>> Begin Article

Movie Review: “Merchants of Doubt”

mercSpoiler alert . There’s no magic moment of hope at the end of “Merchants of Doubt.”
This documentary, the first to zero in on how and why the global climate change discussion became political and how that led to government gridlock, is just an account of the train wreck and how it happened, and continues to happen.
The “global warming denial” industry — a few well-fed, well-paid faces, amplified by constant TV exposure into a “movement” without numbers, “experts” without scientific credentials, have gotten their way. Decades of increasingly dire warnings and overwhelming scientific consensus — and America lags behind the rest of the world in taking action or even accepting that global warming exists.
As a smirking lobbyist Marc Marono, an acolyte of Rush Limbaugh puts it, “gridlock” means they “win.”
“Merchants of Doubt” has its moments when the professional deniars hem and haw about who pays them to do what they do. But mostly, they’re glib, smug, self-confessed and self-righteous tools of Big Coal, Big Chemical or Big Oil.
The movie exposing them can be glib, too. Director Robert Kenner (“Food, Inc.”) frames this as a big confidence game, inserting magician Jamy Ian Swiss’s card tricks and comments about getting angry when he sees his trade — misdirection, “fooling people” — used for ill. That gimmick doesn’t really work.

>> End Article
>> Begin Source data

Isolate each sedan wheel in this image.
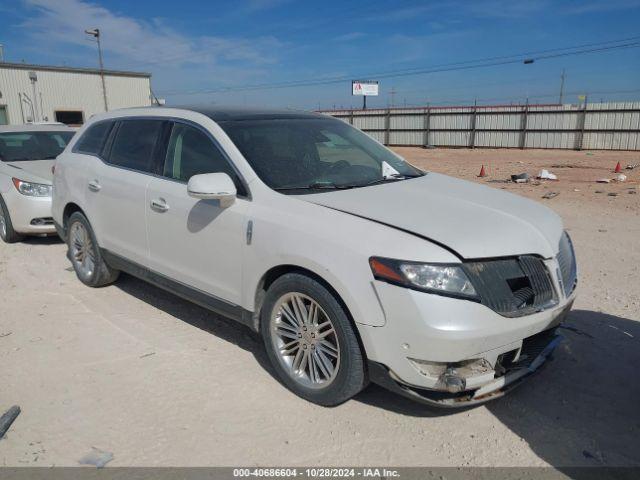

>> End Source data

Challenges:
a: According to the movie review, who directed "Merchants of Doubt"?
b: Carry on writing the movie review of "Merchants of Doubt," starting after its last sentence.

Answers to the exercise:
a: Robert Kenner

b:
But Kenner presents a pretty convincing, utterly damning case that ties Big Tobacco and its decades of public relations chicanery to the “Playbook” — with many of the same players (mouthpieces) — is what got us here.
Kenner, in a not terribly methodical way, ties Big Tobacco to things like carcinogenic flame retardants for furniture, a “solution” to a tobacco-based ill (cigarette fires). “Experts” backing such retardants were exposed by the Chicago Tribune to be paid shills, frauds who lied to state and federal legislators in (not sworn) testimony. The subject has changed, the “playbook” of personal smears, demonizing and teller whoppers has not.
The ever-shifting line of scrimmage of Koch Brothers, Big Oil and Big Coal financed spokespeople are caught in their whoppers. But Kenner fails to acknowledge how much more effective these persuasive, theatrical short-term liars can be in the cable news era (no fact checking, facts framed as “opinion” up for “debate”).
Yes, Greenpeace is heard from. But so is the ultra-conservative South Carolina Congressman (Bob Inglis) voted out of office for suggesting action on climate change, so is “Skeptic” magazine publisher and lifelong Libertarian Michael Shermer, shouted down by angry old men who storm out of a debate over the issue at a convention of Libertarians. “Watermelons,” they’re called. “Green on the outside, red on the inside.”
“Merchants” presents this struggle as a last vestige of the Cold War dogmatic conservatism, “patriotic Americans” vs. “socialist liberals.” Scientists are being threatened, systemically harassed by “Merchants” like Morano, all for a paycheck and the power that comes from being a tiny, dishonest minority whom the media treats as neither.
So why see it? Science historican Naomi Oreskes suggests there’s satisfaction in being right, and loving irony.
As the climate warms and seas rise, conservatives — especially those who live on the coasts, will pay the price — evacuations, forced relocations, subsidies, hand-outs.
“People who don’t like big government,” Oreskes warns with a grin,” are going to get more of it.”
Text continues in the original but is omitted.